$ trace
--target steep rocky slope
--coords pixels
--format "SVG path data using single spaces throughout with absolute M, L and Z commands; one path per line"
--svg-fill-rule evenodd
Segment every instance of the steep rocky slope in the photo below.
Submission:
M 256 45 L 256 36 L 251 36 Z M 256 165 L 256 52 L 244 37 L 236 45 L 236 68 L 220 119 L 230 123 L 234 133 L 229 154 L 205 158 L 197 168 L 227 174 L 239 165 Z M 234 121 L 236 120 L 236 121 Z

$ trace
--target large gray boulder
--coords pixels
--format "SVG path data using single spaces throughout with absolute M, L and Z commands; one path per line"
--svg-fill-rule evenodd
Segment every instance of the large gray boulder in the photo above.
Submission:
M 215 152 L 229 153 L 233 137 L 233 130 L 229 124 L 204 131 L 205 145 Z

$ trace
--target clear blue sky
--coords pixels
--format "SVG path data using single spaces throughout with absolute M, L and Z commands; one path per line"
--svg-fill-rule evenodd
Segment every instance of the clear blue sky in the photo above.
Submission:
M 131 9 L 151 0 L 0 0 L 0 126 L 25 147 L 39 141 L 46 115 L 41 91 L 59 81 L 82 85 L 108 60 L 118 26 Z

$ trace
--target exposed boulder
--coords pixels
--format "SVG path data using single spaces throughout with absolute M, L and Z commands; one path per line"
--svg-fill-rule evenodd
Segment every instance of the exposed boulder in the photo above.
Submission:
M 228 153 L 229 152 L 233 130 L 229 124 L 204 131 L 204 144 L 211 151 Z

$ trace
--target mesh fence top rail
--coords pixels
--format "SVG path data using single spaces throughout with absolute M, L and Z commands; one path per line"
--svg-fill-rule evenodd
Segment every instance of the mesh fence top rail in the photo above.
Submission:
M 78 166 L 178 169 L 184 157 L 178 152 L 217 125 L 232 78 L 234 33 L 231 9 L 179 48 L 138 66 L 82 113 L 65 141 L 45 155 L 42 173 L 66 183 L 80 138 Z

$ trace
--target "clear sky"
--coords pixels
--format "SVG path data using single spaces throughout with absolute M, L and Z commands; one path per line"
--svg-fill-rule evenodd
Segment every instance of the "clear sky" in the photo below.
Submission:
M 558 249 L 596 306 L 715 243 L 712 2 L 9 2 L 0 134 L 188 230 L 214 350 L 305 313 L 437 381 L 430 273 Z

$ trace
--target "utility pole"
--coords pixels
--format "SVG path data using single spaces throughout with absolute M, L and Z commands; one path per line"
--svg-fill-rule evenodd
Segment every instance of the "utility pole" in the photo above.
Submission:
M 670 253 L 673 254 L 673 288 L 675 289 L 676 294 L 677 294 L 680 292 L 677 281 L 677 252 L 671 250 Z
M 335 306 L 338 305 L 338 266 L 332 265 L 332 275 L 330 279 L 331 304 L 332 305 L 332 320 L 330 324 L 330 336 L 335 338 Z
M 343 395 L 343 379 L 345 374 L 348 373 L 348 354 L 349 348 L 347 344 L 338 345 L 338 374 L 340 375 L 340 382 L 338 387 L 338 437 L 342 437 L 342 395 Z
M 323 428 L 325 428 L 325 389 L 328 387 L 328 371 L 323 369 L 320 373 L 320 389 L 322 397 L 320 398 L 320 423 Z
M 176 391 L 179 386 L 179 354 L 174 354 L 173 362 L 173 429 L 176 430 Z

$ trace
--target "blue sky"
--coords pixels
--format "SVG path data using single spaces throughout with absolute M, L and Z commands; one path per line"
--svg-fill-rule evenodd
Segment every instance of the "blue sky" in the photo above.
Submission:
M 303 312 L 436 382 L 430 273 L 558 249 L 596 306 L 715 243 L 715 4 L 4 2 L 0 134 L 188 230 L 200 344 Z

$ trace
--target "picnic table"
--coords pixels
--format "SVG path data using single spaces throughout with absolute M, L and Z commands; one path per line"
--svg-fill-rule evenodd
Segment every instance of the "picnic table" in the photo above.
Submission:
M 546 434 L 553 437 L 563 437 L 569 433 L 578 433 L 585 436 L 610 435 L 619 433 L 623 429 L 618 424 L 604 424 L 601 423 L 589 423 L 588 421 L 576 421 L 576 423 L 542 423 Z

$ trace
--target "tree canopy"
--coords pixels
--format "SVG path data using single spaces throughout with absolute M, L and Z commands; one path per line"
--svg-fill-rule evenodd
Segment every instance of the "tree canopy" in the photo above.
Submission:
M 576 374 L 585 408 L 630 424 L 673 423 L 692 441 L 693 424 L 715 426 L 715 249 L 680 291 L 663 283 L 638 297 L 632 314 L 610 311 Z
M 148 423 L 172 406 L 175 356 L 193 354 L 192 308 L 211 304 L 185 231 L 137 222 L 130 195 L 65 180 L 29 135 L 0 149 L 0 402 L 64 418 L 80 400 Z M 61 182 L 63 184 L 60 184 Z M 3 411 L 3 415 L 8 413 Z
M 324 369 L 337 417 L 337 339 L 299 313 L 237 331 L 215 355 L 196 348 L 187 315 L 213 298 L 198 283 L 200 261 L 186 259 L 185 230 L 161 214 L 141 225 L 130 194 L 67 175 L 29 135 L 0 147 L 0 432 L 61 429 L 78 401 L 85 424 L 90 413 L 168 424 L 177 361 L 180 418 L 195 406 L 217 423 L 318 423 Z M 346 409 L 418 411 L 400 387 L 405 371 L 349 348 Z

* * *

EXERCISE TASK:
Reproduce all the records above word for word, line for line.

SOLUTION BELOW:
$ trace
--target steep rocky slope
--coords pixels
--format "SVG path data using single spaces throughout with absolute M, L and Z commands; one path per line"
--svg-fill-rule evenodd
Segment every instance of the steep rocky slope in the photo below.
Submission:
M 256 45 L 256 36 L 251 36 Z M 256 165 L 256 52 L 244 37 L 236 45 L 236 68 L 220 119 L 230 123 L 234 133 L 229 154 L 205 158 L 197 168 L 227 174 L 239 165 Z M 234 121 L 236 120 L 236 121 Z

$ trace
--target large gray boulder
--coords pixels
--format "SVG path data using single spaces throughout with absolute M, L and Z commands; one path per line"
--svg-fill-rule evenodd
Segment every instance of the large gray boulder in the photo above.
Submission:
M 215 152 L 229 153 L 233 137 L 233 130 L 229 124 L 204 131 L 205 145 Z

$ trace
--target clear blue sky
--coords pixels
--format "SVG path data using single spaces throughout with absolute M, L and Z commands; one path per line"
--svg-fill-rule evenodd
Segment every instance of the clear blue sky in the photo above.
Submission:
M 131 9 L 151 0 L 0 0 L 0 126 L 25 147 L 39 141 L 46 115 L 41 91 L 59 81 L 82 85 L 108 60 L 118 26 Z

$ trace
--target exposed boulder
--coords pixels
--format "SVG path data using single spaces throughout with absolute M, L and Z commands; one path per line"
--svg-fill-rule evenodd
Segment every instance of the exposed boulder in the photo above.
Submission:
M 228 153 L 229 152 L 233 130 L 229 124 L 204 131 L 204 144 L 211 151 Z

$ trace
--target mesh fence top rail
--coords pixels
--format "SVG path data using single spaces throughout with absolute M, L and Z commands; one path per line"
--svg-fill-rule evenodd
Segment every instance of the mesh fence top rail in the photo above.
Submission:
M 78 166 L 178 169 L 184 157 L 178 152 L 217 125 L 232 78 L 234 33 L 231 9 L 179 48 L 138 66 L 82 113 L 65 141 L 45 155 L 42 173 L 66 183 L 80 138 Z

$ trace
--target "clear sky"
--coords pixels
--format "SVG path data using single spaces throughout with absolute M, L and Z commands; one path per line"
--svg-fill-rule evenodd
Segment every instance of the "clear sky" in the photo below.
Submission:
M 558 249 L 596 306 L 715 243 L 712 2 L 9 2 L 0 134 L 188 230 L 214 350 L 305 313 L 437 381 L 430 273 Z

$ trace
--target "utility pole"
--coords pixels
--format "SVG path data using single spaces throughout with absolute M, L and Z commands; one path per line"
--svg-fill-rule evenodd
Segment every instance of the "utility pole" in the photo above.
Submission:
M 670 253 L 673 254 L 673 288 L 675 289 L 676 294 L 677 294 L 680 292 L 677 281 L 677 252 L 671 250 Z
M 335 306 L 338 305 L 338 266 L 332 265 L 332 275 L 330 279 L 331 304 L 332 305 L 332 320 L 330 324 L 330 336 L 335 338 Z
M 343 395 L 343 379 L 345 374 L 348 373 L 348 354 L 349 348 L 347 344 L 338 345 L 338 374 L 340 375 L 340 382 L 338 387 L 338 437 L 342 437 L 342 395 Z
M 323 428 L 325 428 L 325 389 L 328 387 L 328 371 L 323 369 L 320 373 L 320 389 L 322 397 L 320 398 L 320 423 Z
M 176 391 L 179 386 L 179 354 L 174 354 L 173 362 L 173 429 L 176 430 Z

$ trace
--target "blue sky"
--coords pixels
--format "SVG path data using single spaces throughout with absolute M, L and Z commands; one path per line"
--svg-fill-rule evenodd
Segment every instance of the "blue sky" in the photo above.
Submission:
M 303 312 L 436 382 L 430 273 L 558 249 L 596 306 L 715 243 L 715 4 L 4 2 L 0 134 L 188 230 L 200 344 Z

$ trace
--target "picnic table"
--coords pixels
--format "SVG path data using single spaces throughout with absolute M, L and Z commands; one path per line"
--svg-fill-rule evenodd
Segment every instance of the "picnic table" in the photo above.
Submission:
M 546 434 L 553 437 L 563 437 L 569 433 L 578 433 L 585 436 L 610 435 L 619 433 L 623 429 L 618 424 L 604 424 L 601 423 L 589 423 L 588 421 L 576 421 L 576 423 L 542 423 Z

$ trace
--target "tree canopy"
--coords pixels
--format "SVG path data using single spaces throughout with absolute M, L and Z commands; one path per line"
--svg-fill-rule evenodd
Segment every instance of the "tree canopy" in the photo above.
Submission:
M 576 374 L 585 408 L 630 424 L 673 423 L 692 441 L 693 424 L 715 426 L 715 249 L 680 291 L 663 283 L 638 297 L 632 314 L 610 311 Z
M 148 423 L 172 406 L 175 356 L 193 354 L 192 308 L 211 304 L 185 231 L 137 222 L 130 195 L 65 180 L 29 135 L 0 149 L 0 402 L 64 418 L 80 400 Z M 61 182 L 63 184 L 60 184 Z M 3 411 L 3 415 L 8 413 Z
M 324 369 L 337 417 L 337 339 L 299 313 L 237 331 L 215 355 L 196 348 L 187 315 L 213 298 L 198 283 L 200 261 L 186 259 L 185 230 L 161 214 L 141 225 L 130 194 L 67 175 L 29 135 L 0 147 L 0 432 L 61 429 L 78 401 L 85 424 L 90 413 L 168 424 L 177 361 L 180 418 L 195 406 L 217 423 L 318 423 Z M 346 409 L 418 411 L 400 387 L 405 371 L 349 348 Z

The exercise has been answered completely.